──────── Supplied data

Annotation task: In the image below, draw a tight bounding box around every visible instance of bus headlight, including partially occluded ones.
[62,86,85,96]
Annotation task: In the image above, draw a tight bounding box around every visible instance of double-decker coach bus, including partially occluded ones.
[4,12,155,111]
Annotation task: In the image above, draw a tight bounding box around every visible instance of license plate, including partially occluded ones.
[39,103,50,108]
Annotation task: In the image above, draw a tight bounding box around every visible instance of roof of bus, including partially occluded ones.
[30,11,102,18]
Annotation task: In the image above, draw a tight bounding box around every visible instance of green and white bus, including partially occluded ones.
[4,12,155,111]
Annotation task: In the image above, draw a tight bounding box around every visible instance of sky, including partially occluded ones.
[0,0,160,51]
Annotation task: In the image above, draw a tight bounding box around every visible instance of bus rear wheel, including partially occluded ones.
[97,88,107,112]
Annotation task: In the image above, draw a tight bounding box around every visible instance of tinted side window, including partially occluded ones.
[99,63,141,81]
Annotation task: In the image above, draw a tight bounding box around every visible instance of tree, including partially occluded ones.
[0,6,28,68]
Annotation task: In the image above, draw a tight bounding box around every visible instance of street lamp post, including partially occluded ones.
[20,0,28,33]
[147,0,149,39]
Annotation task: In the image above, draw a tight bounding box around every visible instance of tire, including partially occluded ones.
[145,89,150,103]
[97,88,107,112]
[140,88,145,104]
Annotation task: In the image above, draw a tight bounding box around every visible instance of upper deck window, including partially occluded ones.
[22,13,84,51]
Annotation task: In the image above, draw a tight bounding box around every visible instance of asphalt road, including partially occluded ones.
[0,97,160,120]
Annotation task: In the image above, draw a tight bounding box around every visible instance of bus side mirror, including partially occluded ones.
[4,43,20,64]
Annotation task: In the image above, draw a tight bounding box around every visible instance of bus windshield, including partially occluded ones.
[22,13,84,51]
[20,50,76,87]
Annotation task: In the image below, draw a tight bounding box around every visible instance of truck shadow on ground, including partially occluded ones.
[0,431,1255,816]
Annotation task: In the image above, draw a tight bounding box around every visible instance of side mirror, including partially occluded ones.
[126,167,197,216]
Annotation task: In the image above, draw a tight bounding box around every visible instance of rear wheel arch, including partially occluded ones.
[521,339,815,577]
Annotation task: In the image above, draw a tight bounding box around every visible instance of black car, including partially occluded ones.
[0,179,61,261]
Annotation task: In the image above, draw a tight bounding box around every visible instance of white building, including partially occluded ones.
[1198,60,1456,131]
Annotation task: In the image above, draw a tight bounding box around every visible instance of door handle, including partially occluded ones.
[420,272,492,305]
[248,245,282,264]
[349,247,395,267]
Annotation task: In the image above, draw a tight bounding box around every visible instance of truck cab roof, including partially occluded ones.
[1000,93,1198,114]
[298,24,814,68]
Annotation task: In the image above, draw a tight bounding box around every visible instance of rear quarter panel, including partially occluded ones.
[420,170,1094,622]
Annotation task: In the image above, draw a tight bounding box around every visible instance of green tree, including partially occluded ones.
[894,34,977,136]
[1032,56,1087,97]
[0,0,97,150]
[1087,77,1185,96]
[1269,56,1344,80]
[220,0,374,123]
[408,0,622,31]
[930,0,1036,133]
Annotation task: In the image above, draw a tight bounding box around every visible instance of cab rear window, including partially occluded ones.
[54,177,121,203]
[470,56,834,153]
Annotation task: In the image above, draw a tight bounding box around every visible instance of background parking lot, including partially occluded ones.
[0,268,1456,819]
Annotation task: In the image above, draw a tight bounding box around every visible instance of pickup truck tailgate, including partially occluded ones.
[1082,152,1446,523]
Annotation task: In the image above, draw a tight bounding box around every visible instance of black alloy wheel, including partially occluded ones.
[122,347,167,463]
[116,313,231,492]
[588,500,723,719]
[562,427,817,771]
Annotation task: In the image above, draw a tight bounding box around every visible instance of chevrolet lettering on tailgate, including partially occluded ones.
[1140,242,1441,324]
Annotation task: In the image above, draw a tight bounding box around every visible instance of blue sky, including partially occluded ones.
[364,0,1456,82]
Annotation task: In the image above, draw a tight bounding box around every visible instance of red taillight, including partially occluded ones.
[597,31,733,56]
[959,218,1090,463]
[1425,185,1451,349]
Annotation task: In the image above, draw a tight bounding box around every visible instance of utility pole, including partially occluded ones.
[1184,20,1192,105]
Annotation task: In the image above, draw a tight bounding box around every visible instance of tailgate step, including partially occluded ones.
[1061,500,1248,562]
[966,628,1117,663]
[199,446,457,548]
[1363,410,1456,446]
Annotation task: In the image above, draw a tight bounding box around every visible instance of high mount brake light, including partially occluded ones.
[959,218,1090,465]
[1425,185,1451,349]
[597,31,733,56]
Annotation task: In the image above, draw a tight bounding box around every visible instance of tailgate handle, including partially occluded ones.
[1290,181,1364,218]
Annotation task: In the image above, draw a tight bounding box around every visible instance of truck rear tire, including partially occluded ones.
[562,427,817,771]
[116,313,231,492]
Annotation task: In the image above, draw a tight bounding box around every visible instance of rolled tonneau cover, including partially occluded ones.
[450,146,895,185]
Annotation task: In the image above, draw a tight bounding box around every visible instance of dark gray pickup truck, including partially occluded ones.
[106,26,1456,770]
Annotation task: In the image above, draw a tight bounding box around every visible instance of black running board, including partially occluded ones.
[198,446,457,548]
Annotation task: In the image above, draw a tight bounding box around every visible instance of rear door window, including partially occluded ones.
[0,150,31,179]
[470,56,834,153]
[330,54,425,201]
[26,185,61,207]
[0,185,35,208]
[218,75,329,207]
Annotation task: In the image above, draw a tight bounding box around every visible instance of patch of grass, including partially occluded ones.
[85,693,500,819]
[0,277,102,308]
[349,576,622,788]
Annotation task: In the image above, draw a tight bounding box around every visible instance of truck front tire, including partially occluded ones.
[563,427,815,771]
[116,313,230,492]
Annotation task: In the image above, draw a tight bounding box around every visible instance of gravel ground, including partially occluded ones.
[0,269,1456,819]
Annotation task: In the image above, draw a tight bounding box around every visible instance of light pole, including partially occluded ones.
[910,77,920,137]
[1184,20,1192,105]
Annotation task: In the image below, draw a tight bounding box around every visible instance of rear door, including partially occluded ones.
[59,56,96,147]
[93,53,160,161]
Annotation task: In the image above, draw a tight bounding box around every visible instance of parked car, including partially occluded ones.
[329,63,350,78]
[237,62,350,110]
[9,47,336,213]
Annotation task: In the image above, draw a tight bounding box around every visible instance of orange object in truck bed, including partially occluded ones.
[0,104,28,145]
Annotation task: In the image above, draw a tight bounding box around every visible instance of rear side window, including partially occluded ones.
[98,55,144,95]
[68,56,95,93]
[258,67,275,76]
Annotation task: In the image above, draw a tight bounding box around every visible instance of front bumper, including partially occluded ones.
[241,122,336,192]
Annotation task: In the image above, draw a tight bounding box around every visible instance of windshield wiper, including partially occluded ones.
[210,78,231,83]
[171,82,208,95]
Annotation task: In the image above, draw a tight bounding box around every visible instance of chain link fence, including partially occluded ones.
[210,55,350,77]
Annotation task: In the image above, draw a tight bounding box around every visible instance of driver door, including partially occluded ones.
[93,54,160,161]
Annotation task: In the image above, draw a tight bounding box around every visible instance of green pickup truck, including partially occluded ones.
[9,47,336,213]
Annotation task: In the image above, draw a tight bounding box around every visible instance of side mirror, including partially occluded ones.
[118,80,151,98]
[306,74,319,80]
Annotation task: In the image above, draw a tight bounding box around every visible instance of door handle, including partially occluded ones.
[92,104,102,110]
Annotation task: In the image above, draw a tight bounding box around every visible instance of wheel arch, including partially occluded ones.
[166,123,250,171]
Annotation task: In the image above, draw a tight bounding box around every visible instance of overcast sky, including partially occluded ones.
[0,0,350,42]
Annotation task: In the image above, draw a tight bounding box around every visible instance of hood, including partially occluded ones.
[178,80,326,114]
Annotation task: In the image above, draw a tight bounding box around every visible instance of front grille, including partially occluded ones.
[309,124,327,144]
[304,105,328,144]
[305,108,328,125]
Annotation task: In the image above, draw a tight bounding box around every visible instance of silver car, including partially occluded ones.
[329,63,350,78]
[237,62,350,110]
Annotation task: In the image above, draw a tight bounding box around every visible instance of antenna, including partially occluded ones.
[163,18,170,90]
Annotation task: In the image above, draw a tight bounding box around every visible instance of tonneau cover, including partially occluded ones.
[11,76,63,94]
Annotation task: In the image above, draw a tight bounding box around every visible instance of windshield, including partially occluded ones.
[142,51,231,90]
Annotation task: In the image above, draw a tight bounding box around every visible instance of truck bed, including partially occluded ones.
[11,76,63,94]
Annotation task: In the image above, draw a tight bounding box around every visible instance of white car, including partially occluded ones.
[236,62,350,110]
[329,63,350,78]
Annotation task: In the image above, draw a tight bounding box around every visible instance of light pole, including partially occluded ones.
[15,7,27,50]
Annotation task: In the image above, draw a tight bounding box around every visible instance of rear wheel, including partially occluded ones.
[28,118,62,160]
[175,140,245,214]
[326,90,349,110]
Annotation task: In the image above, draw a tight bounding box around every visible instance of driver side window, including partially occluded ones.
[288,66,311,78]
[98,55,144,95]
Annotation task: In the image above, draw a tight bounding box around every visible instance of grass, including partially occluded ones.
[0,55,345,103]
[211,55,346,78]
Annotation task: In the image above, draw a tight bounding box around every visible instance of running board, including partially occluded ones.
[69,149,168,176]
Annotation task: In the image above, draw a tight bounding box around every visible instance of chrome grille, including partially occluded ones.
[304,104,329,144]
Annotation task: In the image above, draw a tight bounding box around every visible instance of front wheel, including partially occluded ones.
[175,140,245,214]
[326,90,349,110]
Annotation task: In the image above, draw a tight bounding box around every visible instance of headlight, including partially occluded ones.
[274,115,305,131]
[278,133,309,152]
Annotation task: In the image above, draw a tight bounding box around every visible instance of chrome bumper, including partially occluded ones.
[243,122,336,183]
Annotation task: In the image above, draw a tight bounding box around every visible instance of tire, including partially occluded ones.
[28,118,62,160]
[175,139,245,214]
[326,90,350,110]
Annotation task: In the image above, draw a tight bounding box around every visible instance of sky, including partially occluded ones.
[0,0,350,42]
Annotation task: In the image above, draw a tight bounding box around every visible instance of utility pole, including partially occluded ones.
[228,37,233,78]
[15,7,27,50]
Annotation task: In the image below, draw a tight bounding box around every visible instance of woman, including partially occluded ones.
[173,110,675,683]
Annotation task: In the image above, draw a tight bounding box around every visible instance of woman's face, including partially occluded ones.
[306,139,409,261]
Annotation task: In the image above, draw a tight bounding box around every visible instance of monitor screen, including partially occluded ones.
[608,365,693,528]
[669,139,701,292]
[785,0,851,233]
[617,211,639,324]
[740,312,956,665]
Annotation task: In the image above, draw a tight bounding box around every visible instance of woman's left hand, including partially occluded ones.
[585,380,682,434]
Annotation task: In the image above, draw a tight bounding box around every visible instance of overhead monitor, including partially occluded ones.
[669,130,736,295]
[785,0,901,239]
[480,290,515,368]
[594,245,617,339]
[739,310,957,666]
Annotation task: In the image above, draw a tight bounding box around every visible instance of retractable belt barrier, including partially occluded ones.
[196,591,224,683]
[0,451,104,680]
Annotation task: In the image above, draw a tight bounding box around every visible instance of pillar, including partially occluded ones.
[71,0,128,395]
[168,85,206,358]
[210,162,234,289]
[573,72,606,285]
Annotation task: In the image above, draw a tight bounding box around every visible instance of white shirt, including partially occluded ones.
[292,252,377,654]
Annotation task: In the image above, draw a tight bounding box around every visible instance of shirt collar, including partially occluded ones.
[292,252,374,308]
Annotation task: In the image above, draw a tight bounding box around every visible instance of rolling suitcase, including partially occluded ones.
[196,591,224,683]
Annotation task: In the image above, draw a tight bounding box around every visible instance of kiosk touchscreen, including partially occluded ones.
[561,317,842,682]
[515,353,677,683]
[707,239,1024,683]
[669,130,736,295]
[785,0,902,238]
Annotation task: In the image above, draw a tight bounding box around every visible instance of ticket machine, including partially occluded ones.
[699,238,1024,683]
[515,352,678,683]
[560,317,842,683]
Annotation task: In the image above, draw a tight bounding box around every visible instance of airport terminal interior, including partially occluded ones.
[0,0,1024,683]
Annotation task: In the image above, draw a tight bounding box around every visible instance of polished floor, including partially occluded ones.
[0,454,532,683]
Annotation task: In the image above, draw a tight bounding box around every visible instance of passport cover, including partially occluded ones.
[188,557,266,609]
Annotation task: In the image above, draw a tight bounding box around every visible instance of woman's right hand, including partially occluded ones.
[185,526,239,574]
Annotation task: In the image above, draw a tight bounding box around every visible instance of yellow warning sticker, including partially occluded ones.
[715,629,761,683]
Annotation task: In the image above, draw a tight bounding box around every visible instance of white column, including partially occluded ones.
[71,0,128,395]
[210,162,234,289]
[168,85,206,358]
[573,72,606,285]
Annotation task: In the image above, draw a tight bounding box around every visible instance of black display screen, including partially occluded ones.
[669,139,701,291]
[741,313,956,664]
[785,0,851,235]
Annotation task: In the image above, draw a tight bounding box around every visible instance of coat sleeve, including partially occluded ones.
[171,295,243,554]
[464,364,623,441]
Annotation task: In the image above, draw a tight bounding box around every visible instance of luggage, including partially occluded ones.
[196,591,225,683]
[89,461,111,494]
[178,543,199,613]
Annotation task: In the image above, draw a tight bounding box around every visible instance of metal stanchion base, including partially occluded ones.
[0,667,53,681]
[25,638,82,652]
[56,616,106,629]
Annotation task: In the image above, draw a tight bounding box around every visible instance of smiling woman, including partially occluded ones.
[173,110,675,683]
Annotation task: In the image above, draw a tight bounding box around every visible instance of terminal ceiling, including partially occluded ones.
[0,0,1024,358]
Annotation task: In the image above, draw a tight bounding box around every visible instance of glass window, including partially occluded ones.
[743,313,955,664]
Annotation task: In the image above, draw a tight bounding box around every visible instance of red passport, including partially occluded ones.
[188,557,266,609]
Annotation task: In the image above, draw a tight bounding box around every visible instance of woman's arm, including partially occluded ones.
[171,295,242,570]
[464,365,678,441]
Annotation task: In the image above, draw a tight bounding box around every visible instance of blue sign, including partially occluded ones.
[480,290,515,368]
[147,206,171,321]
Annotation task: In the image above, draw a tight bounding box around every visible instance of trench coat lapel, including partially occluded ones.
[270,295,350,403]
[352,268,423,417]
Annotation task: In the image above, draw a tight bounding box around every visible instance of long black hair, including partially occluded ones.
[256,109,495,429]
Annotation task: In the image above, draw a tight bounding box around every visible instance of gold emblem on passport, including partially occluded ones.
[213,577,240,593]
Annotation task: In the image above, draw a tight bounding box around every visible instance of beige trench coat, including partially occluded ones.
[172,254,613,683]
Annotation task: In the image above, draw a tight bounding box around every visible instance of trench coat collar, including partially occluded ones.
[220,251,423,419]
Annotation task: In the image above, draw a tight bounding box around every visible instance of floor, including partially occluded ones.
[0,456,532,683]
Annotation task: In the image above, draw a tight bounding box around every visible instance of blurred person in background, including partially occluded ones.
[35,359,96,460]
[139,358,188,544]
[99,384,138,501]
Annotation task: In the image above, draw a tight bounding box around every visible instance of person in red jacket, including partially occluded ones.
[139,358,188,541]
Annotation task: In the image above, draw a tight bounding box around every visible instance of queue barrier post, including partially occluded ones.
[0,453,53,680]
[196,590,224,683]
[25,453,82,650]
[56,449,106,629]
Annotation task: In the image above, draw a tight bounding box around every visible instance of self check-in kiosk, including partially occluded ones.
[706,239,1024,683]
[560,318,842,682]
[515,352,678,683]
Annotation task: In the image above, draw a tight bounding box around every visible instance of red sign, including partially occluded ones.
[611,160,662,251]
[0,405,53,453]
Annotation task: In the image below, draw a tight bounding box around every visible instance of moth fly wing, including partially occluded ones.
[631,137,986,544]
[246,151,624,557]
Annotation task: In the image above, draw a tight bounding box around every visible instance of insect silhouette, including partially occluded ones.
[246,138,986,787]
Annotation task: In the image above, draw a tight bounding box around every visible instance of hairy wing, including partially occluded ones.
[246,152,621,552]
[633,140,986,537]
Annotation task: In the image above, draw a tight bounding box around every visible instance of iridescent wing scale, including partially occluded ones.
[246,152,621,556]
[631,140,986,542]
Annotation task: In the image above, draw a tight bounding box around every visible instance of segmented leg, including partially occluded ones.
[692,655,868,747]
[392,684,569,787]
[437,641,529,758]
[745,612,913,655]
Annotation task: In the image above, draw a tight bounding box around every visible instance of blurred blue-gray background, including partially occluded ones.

────────────────

■ **Stated exercise**
Reproduce the entries above word for word, starting at the line containing "shirt collar, including partially occluded ones." and ending at the line containing "[0,454,532,683]", with both of those lines included.

■ **Result for this exercise**
Annotation task: In the image above, draw a tight bounding box around every visible instance of shirt collar, including partially occluded ones.
[292,252,374,308]
Annotation task: In the image above, draw a tight bounding box around every visible instance of rolling suitcase, including partially occluded ones.
[196,591,224,683]
Annotation task: In the image above, draw a tight bounding box around every visible instance of kiosk touchscreen, including partially occluded ones.
[561,317,842,682]
[515,353,677,683]
[707,239,1024,683]
[669,130,736,295]
[785,0,902,238]
Annotation task: In the image above, draw a tight bounding box around every visible instance of ticket machine, including partially occluded ones.
[699,238,1024,683]
[515,352,678,683]
[560,317,842,683]
Annotation task: In the image above, draw a tight bounding box around every visible instance of airport terminal interior, including partially occluded ones.
[0,0,1024,683]
Annotation task: In the image above, draw a tight bounding box around every visible instance of polished floor, including partially occluded ones.
[0,454,532,683]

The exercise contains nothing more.